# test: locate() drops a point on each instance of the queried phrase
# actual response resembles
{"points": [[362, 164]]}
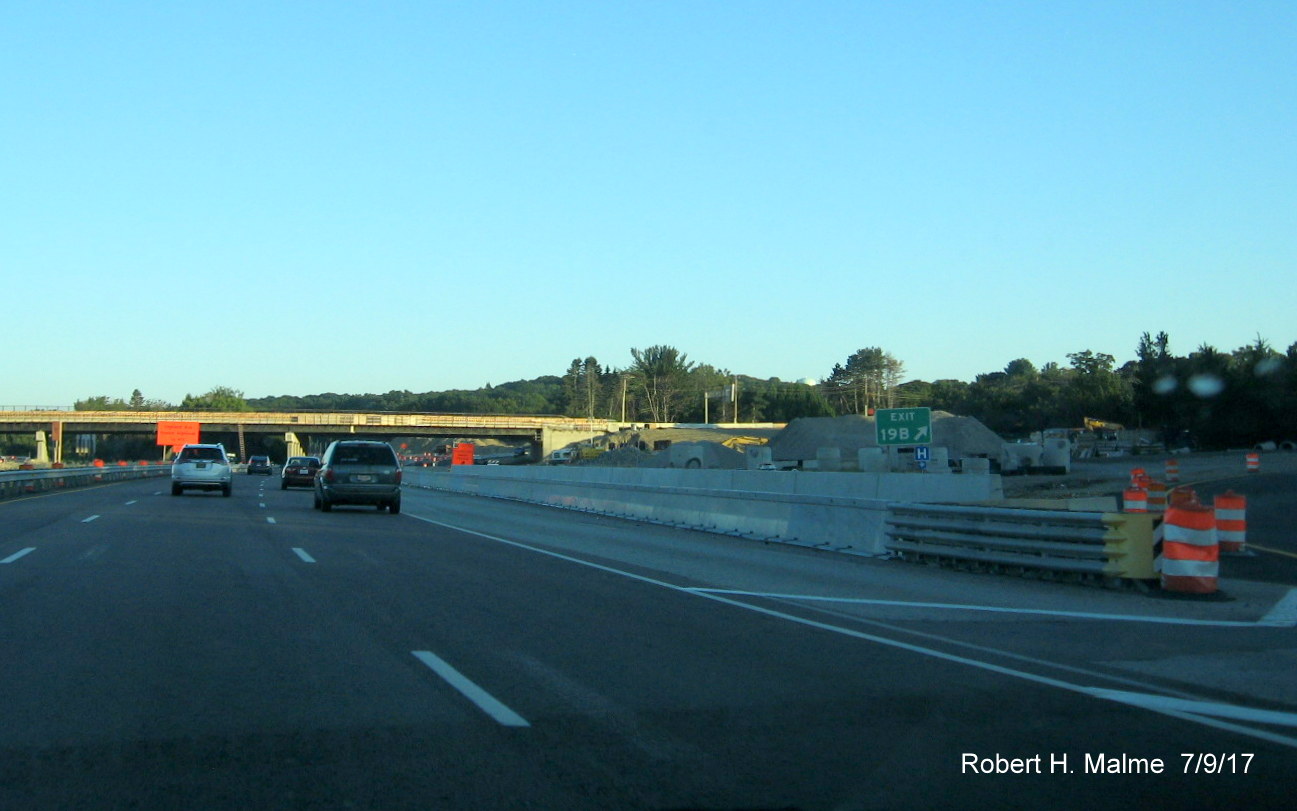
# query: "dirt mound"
{"points": [[963, 436]]}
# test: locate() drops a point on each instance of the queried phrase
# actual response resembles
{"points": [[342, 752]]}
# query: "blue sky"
{"points": [[302, 197]]}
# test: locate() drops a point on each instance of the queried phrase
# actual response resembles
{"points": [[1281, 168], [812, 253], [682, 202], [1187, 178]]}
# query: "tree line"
{"points": [[1210, 397]]}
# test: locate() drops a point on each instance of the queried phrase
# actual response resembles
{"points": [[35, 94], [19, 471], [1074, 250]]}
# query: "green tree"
{"points": [[100, 402], [660, 374], [221, 399], [868, 380]]}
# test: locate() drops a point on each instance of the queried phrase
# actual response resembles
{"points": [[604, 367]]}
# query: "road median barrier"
{"points": [[837, 511], [1064, 544], [31, 482]]}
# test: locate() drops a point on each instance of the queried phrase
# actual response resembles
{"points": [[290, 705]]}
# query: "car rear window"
{"points": [[201, 454], [363, 454]]}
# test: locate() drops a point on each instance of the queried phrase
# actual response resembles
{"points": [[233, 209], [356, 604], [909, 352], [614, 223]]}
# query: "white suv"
{"points": [[204, 467]]}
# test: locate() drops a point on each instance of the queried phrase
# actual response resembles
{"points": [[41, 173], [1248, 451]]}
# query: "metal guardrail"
{"points": [[1081, 544], [26, 482]]}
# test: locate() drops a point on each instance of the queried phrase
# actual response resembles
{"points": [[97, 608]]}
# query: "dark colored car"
{"points": [[358, 471], [298, 471]]}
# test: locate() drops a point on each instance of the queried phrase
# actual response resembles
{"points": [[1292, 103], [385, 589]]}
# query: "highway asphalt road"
{"points": [[201, 652]]}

+-------+

# Problem
Could you print the data exactly as it appears and keep the pictures out?

# Task response
# test: locate() drops a point on each instance of the queried phrase
# actual response resembles
{"points": [[362, 164]]}
# query: "dirt mound"
{"points": [[963, 436]]}
# test: locate() drops a point on each instance of the queried phrase
# actual response resembles
{"points": [[342, 752]]}
# query: "blue sky"
{"points": [[302, 197]]}
# test: locate() drops a point on each instance of the queried phrase
# actual response resembles
{"points": [[1281, 168], [812, 253], [682, 202], [1187, 178]]}
# query: "tree line"
{"points": [[1210, 397]]}
# test: locate() drops a point on each instance of the queried phrase
# actual response resembles
{"points": [[35, 94], [19, 471], [1074, 250]]}
# query: "green tree"
{"points": [[100, 402], [660, 374], [221, 399], [868, 380]]}
# test: locate() drops a point on each instance of the queried phrase
# actual response resembles
{"points": [[604, 367]]}
# query: "road median barrier"
{"points": [[837, 511], [1064, 544], [31, 482]]}
# test: locate() drops a point on each instance of the queried phrase
# actual response resembles
{"points": [[290, 705]]}
# query: "car rear window"
{"points": [[201, 454], [363, 454]]}
# test: locate() drops a point on each instance of the queried phrase
# actual response resembles
{"points": [[233, 209], [356, 604], [909, 352], [614, 223]]}
# query: "white suv"
{"points": [[204, 467]]}
# test: locate() drops a point on each instance of the queried phrase
# actual response resembles
{"points": [[41, 173], [1248, 451]]}
# query: "metal guardrail"
{"points": [[1081, 544], [26, 482]]}
# test: locate() drops a point on each instance of the queried phrase
# actual response resembles
{"points": [[97, 608]]}
# query: "dark colored car"
{"points": [[358, 471], [298, 471]]}
# test: locate() drops a point on each instance of the queried phrase
# actual response resembles
{"points": [[1292, 103], [385, 589]]}
# query: "highway asphalt road"
{"points": [[201, 652]]}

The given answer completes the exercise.